* **What you will do**
Copy the rows below word for word, starting at the very first line and ending with the line that contains "positive clicks: (510, 320)", including that line.

[Saved data rows]
========================

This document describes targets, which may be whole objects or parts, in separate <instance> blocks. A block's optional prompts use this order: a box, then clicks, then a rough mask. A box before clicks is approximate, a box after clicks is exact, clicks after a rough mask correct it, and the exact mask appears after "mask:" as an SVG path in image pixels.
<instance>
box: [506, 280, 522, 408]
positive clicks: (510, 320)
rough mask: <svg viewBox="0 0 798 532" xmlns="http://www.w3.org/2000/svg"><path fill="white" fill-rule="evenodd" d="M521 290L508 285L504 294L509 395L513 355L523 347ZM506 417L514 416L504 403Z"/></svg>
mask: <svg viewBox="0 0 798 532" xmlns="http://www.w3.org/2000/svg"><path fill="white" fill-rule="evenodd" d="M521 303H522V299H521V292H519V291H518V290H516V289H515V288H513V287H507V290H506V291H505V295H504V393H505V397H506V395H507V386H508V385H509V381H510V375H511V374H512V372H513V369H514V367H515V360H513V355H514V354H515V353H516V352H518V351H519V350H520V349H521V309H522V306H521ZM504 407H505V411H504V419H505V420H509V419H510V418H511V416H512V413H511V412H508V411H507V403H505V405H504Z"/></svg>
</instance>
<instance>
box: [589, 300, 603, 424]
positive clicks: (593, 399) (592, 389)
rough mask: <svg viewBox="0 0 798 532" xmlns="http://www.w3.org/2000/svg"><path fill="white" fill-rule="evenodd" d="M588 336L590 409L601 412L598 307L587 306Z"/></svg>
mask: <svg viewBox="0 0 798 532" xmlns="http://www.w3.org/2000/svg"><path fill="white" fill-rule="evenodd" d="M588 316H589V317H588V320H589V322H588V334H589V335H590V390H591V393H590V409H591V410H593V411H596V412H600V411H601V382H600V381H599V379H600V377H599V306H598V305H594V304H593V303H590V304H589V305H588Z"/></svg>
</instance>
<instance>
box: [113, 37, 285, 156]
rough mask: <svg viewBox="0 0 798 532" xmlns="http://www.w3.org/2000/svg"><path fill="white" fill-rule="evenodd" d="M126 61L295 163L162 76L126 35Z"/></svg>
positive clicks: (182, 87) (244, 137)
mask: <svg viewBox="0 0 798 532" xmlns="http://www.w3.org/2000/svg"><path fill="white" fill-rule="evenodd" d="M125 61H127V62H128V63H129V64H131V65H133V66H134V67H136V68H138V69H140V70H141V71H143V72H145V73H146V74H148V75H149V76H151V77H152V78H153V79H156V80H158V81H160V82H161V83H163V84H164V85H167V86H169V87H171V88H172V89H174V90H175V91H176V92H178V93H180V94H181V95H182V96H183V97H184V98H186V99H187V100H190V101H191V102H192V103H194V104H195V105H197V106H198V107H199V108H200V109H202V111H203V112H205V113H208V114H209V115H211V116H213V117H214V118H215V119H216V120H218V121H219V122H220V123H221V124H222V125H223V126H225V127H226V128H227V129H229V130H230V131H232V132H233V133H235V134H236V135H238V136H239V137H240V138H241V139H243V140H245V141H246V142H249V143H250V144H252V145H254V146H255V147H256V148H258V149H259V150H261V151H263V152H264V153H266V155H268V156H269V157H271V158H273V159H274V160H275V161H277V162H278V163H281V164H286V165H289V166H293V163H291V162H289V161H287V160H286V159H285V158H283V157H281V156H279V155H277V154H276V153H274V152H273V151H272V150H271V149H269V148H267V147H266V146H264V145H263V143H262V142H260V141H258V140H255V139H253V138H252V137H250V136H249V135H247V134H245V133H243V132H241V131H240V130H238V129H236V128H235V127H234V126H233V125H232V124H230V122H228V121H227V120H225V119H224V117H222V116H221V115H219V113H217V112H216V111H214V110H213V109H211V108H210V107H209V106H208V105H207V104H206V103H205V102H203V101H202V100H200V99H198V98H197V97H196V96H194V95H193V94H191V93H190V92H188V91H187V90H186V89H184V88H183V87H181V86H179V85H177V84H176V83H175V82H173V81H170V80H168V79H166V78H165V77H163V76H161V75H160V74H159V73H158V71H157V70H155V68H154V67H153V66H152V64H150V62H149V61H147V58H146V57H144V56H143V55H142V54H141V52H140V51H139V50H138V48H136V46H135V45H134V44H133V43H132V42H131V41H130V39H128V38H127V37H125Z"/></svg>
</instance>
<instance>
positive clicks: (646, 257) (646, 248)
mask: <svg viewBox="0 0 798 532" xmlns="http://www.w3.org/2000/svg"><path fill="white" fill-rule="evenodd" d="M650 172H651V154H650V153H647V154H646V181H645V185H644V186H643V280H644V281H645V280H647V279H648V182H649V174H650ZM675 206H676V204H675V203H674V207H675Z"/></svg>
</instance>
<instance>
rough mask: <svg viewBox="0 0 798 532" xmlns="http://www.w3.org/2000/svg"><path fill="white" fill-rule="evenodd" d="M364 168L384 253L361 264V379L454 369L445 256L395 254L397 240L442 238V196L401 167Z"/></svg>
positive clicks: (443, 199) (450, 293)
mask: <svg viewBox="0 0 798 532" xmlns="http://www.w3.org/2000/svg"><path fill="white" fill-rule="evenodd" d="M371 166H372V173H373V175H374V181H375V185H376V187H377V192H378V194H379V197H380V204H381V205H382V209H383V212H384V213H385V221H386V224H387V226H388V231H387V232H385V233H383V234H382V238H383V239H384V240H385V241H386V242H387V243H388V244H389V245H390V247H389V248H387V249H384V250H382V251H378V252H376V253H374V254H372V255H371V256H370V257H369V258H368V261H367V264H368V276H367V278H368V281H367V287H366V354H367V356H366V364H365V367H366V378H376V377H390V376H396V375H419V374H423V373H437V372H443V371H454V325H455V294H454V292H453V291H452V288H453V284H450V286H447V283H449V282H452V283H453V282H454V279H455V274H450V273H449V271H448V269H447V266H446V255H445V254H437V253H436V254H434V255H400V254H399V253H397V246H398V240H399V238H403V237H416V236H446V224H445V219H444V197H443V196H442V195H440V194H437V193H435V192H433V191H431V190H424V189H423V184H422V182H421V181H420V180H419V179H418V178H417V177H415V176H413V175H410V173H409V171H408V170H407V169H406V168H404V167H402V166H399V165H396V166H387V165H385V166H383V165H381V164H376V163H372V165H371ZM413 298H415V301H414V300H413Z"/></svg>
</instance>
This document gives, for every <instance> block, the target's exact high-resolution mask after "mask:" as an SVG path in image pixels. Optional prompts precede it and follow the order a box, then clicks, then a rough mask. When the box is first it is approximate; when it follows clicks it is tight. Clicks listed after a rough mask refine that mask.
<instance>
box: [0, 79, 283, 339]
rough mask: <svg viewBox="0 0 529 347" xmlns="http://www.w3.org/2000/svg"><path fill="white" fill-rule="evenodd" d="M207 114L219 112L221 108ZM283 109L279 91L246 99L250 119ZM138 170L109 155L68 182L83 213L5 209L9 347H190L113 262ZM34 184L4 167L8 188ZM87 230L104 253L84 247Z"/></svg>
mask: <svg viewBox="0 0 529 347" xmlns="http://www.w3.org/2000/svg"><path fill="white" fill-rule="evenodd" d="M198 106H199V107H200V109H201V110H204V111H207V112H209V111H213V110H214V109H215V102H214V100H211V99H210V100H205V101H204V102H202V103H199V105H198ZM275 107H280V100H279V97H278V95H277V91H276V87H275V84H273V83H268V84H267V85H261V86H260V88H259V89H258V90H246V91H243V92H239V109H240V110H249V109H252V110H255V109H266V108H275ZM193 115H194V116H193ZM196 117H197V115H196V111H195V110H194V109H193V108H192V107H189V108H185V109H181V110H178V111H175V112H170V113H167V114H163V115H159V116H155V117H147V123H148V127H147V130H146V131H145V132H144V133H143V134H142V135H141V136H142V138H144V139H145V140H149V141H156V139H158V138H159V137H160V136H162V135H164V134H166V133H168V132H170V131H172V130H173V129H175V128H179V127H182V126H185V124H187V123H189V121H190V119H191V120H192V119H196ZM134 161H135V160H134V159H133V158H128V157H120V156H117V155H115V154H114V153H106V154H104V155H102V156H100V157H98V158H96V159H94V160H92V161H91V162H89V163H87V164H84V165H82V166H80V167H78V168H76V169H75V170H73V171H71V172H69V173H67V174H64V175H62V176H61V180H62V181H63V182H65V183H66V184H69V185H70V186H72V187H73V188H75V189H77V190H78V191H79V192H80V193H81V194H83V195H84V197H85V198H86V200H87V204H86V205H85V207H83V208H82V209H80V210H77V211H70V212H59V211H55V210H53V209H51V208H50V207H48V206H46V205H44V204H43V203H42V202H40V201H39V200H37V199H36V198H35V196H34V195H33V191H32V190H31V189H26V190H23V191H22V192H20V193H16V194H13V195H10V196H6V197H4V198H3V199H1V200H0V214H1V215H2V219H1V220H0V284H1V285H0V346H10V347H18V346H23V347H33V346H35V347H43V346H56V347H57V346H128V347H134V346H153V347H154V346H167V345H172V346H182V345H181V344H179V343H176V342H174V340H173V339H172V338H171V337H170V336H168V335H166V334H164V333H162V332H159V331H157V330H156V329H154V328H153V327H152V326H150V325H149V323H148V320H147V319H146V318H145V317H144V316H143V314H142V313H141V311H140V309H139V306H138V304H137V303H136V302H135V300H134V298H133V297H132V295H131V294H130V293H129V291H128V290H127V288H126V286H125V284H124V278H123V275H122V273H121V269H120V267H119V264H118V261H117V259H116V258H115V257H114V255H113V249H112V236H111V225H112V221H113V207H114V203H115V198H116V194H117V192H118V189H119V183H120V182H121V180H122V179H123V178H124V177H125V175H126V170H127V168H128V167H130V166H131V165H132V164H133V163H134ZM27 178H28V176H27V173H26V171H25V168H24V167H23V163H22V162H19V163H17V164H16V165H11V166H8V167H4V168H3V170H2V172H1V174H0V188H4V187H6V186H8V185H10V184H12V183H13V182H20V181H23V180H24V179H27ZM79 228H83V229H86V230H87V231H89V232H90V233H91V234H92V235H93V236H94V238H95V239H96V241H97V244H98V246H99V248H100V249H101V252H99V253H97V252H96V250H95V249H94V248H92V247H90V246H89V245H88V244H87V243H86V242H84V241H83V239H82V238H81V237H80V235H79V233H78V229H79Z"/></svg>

========================

* **Task output**
This document describes targets, which may be whole objects or parts, in separate <instance> blocks. A block's optional prompts use this order: a box, then clicks, then a rough mask. A box before clicks is approximate, a box after clicks is exact, clicks after a rough mask correct it, and the exact mask appears after "mask:" as an SVG path in image pixels.
<instance>
box: [506, 280, 522, 408]
positive clicks: (510, 320)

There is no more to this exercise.